Work instructions:
From the records below, please return each line that holds the word "soldier".

Referring expression pointing data:
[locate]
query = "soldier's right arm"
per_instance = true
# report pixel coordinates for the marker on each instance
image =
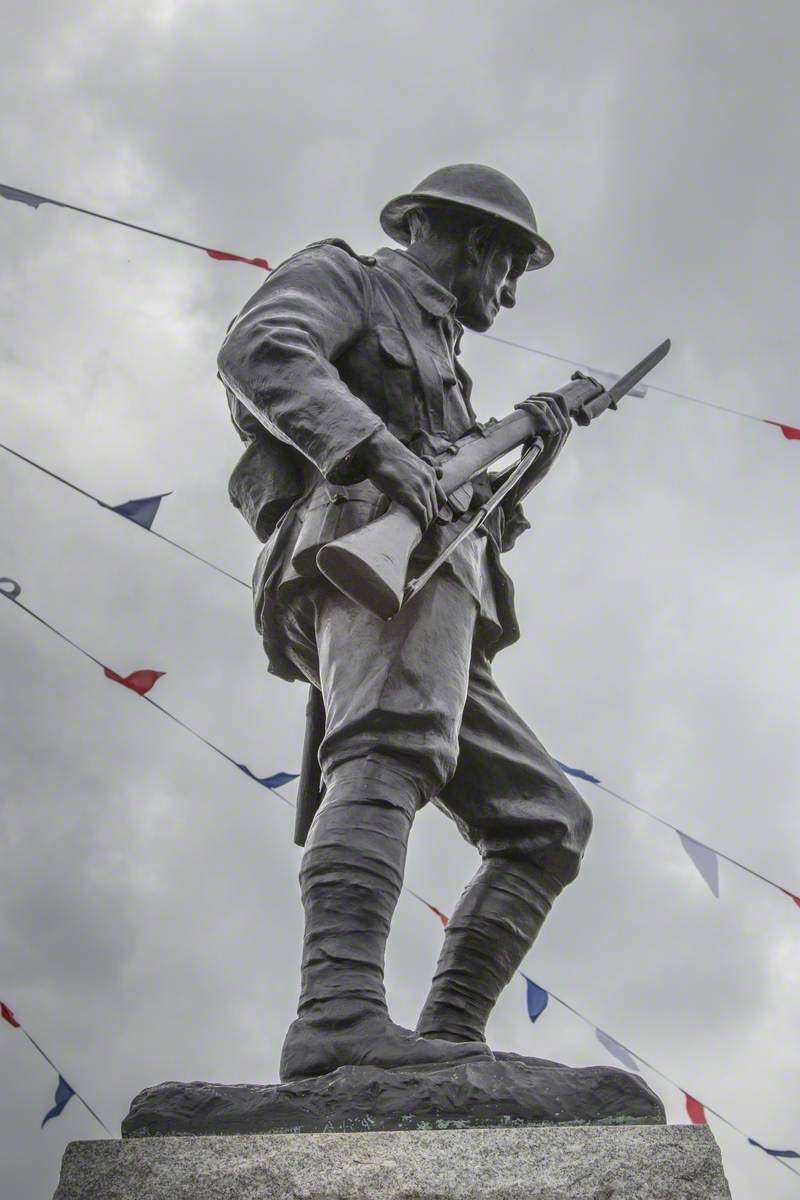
(278, 357)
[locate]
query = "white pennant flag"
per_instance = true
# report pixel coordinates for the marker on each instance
(617, 1050)
(704, 859)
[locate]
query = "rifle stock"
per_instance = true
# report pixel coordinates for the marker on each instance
(371, 564)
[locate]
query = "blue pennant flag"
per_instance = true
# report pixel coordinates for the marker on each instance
(536, 999)
(140, 511)
(577, 772)
(64, 1093)
(277, 780)
(775, 1153)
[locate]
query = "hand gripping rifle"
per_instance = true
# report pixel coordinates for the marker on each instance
(371, 564)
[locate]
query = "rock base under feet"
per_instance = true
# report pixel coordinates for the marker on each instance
(511, 1092)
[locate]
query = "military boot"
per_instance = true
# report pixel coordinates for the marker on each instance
(492, 929)
(350, 880)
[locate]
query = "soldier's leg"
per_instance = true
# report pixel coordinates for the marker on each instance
(394, 697)
(510, 799)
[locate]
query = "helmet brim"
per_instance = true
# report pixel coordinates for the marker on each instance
(394, 221)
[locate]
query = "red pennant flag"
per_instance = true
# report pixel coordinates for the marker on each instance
(222, 257)
(140, 682)
(7, 1015)
(695, 1109)
(788, 431)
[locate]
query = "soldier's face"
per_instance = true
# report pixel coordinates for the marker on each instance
(488, 286)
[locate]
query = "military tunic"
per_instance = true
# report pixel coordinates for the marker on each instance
(329, 351)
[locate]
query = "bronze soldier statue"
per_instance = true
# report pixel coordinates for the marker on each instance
(343, 379)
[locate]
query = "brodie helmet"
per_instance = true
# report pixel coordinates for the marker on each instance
(474, 189)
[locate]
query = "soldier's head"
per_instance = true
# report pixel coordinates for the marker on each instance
(475, 231)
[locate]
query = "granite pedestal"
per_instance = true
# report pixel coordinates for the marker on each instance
(530, 1163)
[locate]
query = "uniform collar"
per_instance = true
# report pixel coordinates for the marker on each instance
(426, 291)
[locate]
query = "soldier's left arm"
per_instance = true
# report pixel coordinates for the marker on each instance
(278, 358)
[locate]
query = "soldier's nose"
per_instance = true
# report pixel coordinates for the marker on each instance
(509, 294)
(509, 297)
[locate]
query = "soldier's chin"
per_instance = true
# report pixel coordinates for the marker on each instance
(479, 321)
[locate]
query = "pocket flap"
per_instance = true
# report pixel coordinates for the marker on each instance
(394, 346)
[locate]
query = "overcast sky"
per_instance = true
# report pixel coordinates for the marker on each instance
(150, 923)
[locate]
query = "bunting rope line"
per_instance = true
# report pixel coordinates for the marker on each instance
(704, 857)
(789, 431)
(140, 682)
(140, 513)
(696, 1109)
(64, 1091)
(34, 201)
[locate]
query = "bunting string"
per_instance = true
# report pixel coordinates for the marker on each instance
(536, 1000)
(140, 682)
(32, 201)
(704, 857)
(64, 1091)
(35, 201)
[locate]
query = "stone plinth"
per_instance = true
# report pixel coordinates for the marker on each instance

Output for this exercise:
query = "soldier's right arm"
query = "soldier's leg"
query = "soldier's face"
query = "bronze soldier statue"
query = "soldier's head"
query = "soldier's left arm"
query = "soldier's nose"
query = "soldier's chin"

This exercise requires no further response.